YOUR GOAL
Rewrite the lines of the material below as a numbered list, skipping any blank lines and omitting the pictures.

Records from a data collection
-------------------------
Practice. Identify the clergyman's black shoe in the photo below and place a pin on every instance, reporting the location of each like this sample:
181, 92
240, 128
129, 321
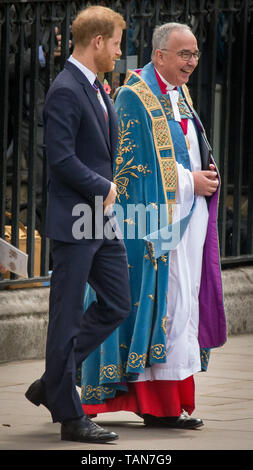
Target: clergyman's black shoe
-------------------------
RESULT
1. Practice. Identify the clergyman's black shoe in the photo below and place a pin on every instance, reporting the location of each like this sample:
2. 181, 92
3. 240, 128
4. 129, 321
5. Target: clergyman's black shoe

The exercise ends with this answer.